__Activity list__
1: Translate this sentence from the reviewer report into Spanish: "The article does not state the research problem."
2: Revise the stretch of the reviewer report from "The article is devoted" through "help of experts.", changing "experts" to "pathologists".
(Beginning of Page text)
Next Article in Journal
EML4-ALK Gene Mutation Detected with New NGS Lung Cancer Panel CDx Using Sputum Cytology in a Case of Advanced NSCLC
Previous Article in Journal
Ultrasound or MRI in the Evaluation of Anterior Talofibular Ligament (ATFL) Injuries: Systematic Review and Meta-Analysis
 
 
Article
Peer-Review Record

Comparative Evaluation of Breast Ductal Carcinoma Grading: A Deep-Learning Model and General Pathologists’ Assessment Approach

Diagnostics 2023, 13(14), 2326; https://doi.org/10.3390/diagnostics13142326
by Maria Magdalena Köteles 1, Alon Vigdorovits 1,2,3,*, Darshan Kumar 4, Ioana-Maria Mihai 5, Aura Jurescu 5, Adelina Gheju 6, Adeline Bucur 7, Octavia Oana Harich 8 and Gheorghe-Emilian Olteanu 2,9,10,11
Reviewer 1: Anonymous
Reviewer 2:
Diagnostics 2023, 13(14), 2326; https://doi.org/10.3390/diagnostics13142326
Submission received: 2 June 2023 / Revised: 5 July 2023 / Accepted: 7 July 2023 / Published: 10 July 2023
(This article belongs to the Section Machine Learning and Artificial Intelligence in Diagnostics)

Round 1

Reviewer 1 Report

The article is devoted to the actual problem of diagnosing breast cancer.

The article compares automatic diagnosis and diagnosis with the help of experts.

---------------------------------------------------------------------------------

Suggestions for Authors:

1.The title of the article is not specific. Therefore, it is necessary to clarify the title of the article.

2. The article does not state the research problem.

3. It is desirable for the authors to provide the CNN architecture and its parameters that were used for experiments.

4. The conclusions in the article are not written specifically. Authors need to demonstrate the scientific novelty and practical significance of the work.

5. The authors need to improve the quality of tables 1, 2.

6. A lot of references are outdated. Please fix it using 3-5 years old papers in high-impact journals.
(End of Page text)
(Beginning of Records provided)
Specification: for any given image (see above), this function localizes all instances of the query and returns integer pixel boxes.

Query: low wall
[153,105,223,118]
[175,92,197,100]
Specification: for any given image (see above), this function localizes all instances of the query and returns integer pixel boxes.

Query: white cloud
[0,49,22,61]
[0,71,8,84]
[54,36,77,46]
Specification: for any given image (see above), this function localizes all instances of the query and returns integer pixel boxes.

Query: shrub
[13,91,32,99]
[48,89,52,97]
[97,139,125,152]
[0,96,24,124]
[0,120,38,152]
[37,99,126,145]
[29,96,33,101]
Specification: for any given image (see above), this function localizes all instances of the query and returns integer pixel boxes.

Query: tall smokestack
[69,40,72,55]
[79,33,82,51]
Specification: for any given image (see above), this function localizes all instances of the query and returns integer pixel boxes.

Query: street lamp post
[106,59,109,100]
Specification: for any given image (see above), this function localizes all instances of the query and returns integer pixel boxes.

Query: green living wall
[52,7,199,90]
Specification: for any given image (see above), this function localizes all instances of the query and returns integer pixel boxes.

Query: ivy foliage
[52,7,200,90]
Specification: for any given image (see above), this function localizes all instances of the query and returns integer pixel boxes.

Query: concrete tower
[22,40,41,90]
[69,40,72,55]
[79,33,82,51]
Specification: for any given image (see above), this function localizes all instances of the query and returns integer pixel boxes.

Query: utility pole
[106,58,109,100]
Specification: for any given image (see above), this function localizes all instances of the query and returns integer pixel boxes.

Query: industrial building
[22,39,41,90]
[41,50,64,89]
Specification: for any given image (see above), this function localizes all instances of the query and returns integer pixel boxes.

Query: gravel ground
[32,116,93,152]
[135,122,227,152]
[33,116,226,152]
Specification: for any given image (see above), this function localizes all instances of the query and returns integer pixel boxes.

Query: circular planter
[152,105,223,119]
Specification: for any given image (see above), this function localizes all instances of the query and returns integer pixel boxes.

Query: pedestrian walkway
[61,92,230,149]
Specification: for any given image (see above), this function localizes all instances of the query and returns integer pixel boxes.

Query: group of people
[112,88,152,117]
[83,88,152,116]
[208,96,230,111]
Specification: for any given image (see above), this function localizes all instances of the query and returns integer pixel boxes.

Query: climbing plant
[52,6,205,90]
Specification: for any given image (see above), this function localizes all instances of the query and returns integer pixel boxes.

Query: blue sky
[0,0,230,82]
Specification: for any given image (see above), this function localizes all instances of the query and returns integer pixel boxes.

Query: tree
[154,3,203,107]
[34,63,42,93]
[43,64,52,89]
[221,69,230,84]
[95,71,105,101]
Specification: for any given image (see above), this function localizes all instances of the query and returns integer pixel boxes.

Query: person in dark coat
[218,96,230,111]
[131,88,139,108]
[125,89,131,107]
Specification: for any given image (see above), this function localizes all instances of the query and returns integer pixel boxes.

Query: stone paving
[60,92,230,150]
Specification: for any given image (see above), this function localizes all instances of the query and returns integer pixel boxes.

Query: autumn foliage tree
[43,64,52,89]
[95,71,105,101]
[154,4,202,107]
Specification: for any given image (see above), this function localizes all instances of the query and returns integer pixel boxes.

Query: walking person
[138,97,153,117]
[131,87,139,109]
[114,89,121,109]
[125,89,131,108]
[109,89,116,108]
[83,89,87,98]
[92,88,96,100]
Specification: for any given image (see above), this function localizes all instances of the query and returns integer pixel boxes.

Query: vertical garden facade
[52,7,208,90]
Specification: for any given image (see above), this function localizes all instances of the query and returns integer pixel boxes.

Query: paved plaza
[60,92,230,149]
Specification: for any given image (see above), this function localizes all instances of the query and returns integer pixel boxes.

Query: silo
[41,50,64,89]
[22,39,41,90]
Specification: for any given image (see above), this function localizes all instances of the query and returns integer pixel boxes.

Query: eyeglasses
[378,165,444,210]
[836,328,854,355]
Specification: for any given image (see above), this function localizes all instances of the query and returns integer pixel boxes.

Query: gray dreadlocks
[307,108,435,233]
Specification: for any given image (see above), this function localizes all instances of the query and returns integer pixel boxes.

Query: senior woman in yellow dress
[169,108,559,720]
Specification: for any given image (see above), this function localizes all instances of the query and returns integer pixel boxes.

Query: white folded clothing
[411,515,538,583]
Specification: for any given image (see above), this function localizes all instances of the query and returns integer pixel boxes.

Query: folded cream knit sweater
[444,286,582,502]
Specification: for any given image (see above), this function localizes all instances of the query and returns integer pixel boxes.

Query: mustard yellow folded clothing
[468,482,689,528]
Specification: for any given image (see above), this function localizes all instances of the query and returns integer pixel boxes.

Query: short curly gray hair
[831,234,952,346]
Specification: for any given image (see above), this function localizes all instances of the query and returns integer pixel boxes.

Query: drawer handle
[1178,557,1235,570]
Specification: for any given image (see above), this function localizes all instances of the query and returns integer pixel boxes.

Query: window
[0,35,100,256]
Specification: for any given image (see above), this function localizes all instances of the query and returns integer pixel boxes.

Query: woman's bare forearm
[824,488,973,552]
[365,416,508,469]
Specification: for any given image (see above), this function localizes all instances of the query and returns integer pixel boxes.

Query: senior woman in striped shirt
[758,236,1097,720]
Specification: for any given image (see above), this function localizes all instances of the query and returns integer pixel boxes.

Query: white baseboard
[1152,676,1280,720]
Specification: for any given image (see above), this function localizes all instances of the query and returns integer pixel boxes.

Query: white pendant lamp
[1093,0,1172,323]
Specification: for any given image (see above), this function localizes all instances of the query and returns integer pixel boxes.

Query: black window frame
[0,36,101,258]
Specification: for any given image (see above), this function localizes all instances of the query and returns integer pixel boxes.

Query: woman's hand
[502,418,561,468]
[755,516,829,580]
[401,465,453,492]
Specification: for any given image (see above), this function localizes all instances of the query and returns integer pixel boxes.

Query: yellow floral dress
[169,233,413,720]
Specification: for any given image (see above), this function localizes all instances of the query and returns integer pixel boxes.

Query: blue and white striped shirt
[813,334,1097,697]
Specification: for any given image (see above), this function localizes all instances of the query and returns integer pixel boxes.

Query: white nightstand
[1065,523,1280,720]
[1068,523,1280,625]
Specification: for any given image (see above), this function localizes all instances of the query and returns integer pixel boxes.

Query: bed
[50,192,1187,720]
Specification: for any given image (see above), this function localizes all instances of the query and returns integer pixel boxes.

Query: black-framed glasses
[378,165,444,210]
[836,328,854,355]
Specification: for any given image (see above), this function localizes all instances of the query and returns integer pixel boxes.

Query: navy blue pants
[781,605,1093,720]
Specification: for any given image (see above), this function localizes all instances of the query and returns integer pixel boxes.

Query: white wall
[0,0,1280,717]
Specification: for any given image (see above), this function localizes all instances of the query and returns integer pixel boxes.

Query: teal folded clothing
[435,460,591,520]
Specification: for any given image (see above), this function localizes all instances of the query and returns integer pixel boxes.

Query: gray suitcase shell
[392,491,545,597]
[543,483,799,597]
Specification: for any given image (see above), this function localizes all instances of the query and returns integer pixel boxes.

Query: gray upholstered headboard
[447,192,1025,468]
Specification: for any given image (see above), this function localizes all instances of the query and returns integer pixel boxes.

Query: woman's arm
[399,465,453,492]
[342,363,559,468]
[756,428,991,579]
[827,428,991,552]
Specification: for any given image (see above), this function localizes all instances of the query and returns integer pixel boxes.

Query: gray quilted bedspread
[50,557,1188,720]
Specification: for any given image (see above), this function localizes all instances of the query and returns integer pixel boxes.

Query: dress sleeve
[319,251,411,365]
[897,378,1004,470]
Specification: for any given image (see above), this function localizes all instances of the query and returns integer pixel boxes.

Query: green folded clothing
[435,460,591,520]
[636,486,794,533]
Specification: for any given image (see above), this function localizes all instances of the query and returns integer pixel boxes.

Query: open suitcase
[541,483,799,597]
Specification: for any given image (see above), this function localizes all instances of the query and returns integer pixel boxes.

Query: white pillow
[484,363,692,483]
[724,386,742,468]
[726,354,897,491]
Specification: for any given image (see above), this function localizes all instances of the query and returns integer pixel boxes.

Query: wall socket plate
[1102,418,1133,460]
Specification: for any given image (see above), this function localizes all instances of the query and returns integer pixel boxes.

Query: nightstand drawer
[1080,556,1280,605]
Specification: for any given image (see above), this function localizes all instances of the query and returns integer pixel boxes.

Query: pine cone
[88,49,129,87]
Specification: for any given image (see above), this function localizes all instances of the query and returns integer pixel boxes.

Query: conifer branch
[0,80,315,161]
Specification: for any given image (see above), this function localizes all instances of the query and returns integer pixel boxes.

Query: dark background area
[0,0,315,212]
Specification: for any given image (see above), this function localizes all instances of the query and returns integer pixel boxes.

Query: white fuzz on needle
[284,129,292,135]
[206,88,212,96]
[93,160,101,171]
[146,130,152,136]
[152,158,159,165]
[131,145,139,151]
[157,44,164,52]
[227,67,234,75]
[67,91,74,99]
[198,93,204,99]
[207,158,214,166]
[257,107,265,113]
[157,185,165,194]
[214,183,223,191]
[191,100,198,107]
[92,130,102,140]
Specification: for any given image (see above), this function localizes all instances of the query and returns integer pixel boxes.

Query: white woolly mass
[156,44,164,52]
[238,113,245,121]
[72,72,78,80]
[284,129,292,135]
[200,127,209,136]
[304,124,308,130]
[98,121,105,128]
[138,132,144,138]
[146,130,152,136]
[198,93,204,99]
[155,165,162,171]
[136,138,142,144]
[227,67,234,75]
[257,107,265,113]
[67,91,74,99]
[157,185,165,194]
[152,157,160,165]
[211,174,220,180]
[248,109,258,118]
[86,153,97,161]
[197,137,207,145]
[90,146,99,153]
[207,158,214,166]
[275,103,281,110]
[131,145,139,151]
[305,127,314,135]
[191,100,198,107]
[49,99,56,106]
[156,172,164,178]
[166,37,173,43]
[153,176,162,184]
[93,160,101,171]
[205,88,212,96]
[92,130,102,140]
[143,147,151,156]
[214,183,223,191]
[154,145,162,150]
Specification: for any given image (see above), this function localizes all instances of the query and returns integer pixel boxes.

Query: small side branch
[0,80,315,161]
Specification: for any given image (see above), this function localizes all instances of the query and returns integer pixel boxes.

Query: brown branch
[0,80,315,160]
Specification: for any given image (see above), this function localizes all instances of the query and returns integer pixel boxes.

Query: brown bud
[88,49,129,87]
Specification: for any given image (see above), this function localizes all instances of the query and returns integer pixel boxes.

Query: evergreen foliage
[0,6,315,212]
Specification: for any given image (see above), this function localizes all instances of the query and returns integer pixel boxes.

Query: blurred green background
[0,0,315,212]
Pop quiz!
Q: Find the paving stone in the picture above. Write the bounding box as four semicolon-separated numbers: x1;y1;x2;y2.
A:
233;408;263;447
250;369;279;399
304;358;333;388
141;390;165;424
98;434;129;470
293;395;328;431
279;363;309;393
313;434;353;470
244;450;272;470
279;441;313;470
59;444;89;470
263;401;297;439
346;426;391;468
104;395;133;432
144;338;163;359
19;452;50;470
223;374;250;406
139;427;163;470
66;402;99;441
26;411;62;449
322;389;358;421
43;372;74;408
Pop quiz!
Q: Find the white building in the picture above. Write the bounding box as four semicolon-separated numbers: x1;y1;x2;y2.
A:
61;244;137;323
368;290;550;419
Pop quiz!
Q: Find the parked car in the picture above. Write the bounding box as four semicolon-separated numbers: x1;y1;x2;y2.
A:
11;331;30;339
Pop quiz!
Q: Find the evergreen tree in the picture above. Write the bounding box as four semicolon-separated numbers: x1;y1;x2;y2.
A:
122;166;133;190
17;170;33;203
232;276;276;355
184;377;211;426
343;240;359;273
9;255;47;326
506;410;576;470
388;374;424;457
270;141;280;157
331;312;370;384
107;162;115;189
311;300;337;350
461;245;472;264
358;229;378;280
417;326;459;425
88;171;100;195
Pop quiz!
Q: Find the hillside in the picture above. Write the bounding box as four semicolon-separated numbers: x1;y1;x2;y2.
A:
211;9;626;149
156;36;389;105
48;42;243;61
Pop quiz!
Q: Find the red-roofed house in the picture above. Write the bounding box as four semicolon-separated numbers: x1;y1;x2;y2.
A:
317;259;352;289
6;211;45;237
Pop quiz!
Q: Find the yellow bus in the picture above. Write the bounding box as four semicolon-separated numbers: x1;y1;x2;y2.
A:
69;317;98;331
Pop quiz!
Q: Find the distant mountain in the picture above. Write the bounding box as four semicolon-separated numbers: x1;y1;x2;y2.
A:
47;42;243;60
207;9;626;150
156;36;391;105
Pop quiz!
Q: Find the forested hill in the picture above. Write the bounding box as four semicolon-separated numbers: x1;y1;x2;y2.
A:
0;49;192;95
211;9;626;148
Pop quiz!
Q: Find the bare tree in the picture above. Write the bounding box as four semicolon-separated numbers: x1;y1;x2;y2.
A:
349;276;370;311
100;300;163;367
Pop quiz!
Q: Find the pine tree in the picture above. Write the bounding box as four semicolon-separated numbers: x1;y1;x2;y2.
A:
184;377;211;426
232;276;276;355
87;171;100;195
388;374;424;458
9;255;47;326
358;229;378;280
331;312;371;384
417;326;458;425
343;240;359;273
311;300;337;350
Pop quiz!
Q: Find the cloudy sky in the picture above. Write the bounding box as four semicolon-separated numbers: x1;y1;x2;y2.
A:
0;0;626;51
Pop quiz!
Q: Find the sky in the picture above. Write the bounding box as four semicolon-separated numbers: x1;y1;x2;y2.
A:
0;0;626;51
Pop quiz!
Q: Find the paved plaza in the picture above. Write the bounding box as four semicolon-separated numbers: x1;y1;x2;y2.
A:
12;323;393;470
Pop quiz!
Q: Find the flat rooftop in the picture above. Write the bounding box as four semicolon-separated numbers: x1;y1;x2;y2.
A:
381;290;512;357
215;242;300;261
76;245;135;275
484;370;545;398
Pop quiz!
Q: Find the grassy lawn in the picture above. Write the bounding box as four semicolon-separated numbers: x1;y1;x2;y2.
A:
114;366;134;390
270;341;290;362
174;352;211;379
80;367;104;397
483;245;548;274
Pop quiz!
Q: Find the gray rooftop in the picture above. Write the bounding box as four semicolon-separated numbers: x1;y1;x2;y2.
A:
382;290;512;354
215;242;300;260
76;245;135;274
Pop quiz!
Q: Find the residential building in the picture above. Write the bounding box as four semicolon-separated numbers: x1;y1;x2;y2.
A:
(End of Records provided)
__Answers below__
1: El artículo no plantea el problema de investigación.

2:
The article is devoted to the actual problem of diagnosing breast cancer.

The article compares automatic diagnosis and diagnosis with the help of pathologists.